* _Requirements_:
Update the material by replacing every "Objective" with "Instruction", and leave everything else unchanged.

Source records
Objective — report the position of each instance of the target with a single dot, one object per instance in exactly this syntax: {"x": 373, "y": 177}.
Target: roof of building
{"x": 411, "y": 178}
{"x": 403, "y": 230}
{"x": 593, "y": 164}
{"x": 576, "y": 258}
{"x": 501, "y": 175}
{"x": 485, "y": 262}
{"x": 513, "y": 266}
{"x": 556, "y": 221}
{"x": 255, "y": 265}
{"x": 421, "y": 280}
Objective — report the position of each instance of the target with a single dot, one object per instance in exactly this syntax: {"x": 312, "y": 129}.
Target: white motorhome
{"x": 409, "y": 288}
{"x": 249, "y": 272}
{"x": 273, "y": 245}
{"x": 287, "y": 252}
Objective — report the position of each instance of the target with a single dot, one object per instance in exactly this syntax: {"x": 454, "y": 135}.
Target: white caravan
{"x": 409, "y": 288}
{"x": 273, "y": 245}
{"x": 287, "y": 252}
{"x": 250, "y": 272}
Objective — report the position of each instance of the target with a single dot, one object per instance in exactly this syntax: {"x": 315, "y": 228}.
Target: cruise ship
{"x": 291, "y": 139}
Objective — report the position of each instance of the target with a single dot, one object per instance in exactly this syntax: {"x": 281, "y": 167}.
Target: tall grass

* _Reply_:
Instruction — report the position of each instance of the target with a single dot, one object per instance in exactly this syntax: {"x": 373, "y": 177}.
Target: roof of building
{"x": 411, "y": 178}
{"x": 403, "y": 230}
{"x": 593, "y": 164}
{"x": 576, "y": 258}
{"x": 501, "y": 175}
{"x": 485, "y": 262}
{"x": 513, "y": 266}
{"x": 556, "y": 221}
{"x": 255, "y": 265}
{"x": 421, "y": 280}
Instruction — report the position of each instance of the target with a single dot, one object per instance in exactly this syntax: {"x": 312, "y": 129}.
Target: white motorhome
{"x": 409, "y": 288}
{"x": 249, "y": 272}
{"x": 273, "y": 245}
{"x": 287, "y": 252}
Instruction — report the position of each instance of the target with a single dot, one object per instance in exactly this syntax: {"x": 454, "y": 135}.
Target: white caravan
{"x": 409, "y": 288}
{"x": 273, "y": 245}
{"x": 287, "y": 252}
{"x": 250, "y": 272}
Instruction — report the position of each instance of the target with a single dot, one object per instance in exactly this syntax: {"x": 315, "y": 228}.
Target: cruise ship
{"x": 291, "y": 139}
Instruction — report the position of each instance of the target with a single dot, one object per instance in exactly this syntax: {"x": 281, "y": 167}.
Target: tall grass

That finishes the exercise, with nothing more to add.